Record set section start

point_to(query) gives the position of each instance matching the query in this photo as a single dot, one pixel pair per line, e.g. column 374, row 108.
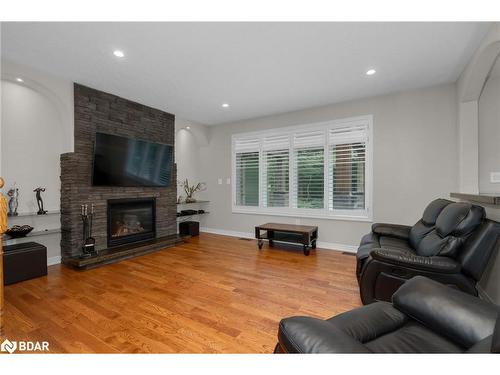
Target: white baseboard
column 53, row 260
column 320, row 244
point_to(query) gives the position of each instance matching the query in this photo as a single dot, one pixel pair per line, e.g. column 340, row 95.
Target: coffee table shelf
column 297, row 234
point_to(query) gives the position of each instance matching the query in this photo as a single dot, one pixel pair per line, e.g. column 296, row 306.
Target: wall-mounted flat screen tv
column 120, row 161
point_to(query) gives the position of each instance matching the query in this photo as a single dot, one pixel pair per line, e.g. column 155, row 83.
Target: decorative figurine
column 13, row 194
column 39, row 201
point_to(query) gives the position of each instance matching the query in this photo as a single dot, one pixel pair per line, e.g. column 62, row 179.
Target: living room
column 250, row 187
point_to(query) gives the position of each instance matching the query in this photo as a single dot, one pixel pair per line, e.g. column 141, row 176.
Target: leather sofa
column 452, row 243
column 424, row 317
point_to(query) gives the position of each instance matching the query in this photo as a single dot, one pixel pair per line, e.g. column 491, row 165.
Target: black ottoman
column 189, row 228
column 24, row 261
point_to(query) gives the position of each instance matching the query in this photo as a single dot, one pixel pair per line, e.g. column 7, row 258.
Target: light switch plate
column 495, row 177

Record set section end
Record set section start

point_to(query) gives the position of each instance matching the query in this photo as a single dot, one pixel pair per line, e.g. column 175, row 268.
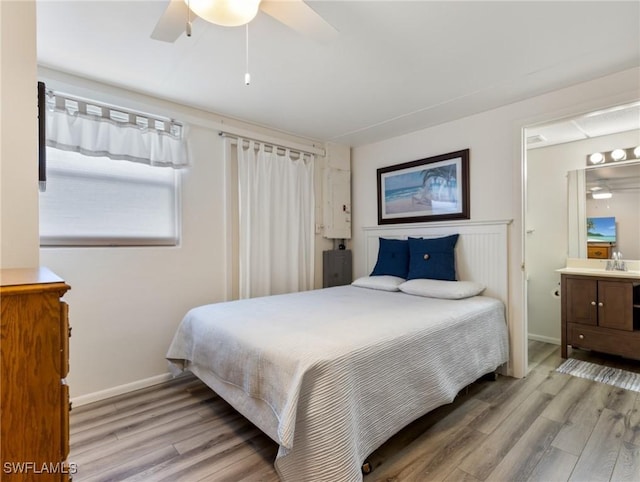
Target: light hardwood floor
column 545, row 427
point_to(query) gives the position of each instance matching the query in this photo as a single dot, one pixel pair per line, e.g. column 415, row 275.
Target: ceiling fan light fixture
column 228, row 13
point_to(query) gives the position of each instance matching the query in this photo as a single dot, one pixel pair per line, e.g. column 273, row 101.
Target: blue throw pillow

Record set section end

*Task requirements*: All lines of the entries above where "gives" turns up should be reported.

*Result below*:
point_to(query) gives the position of each instance matching the query in this photo as a single dot, one pixel pair per line, e.g. column 374, row 108.
point_to(query) gives the position of each instance matching the query in this photo as a single dot, one pixel pair per line, e.g. column 340, row 95.
point_to(query) gives the position of each instance matching the query in this photo as a single dot, one pixel pair per line, e.g. column 296, row 306.
point_to(query) gives the position of each instance matching the query in this photo as a single dot, one pixel pair per line, e.g. column 155, row 83.
point_to(query) gives the position of each instance matching the query in this photo as a single dot, one pixel pair per line, e.g. column 62, row 179.
point_to(query) gives the position of each instance matching the query in this photo as a single dot, one pixel pair per line, e.g. column 141, row 176.
point_to(query) gives the position of each instance matching the query in this photo as a single dot, one pixel pair per line, e.g. column 491, row 165.
point_to(query) gives the position of each instance matching the query in this photo as a single dot, one pixel pair per line, e.g. column 7, row 258.
point_to(query) gives the position of each instance matching the query in this photo as a single dot, one pixel pair per line, e.g. column 175, row 268.
point_to(query) gives the position of each instance matching the query in this photo as a single dot, one pixel pair per line, e.g. column 415, row 275.
point_to(query) gives the position of each instance matching the query in this photo as a single dot, one pixel pair per line, e.g. column 273, row 101.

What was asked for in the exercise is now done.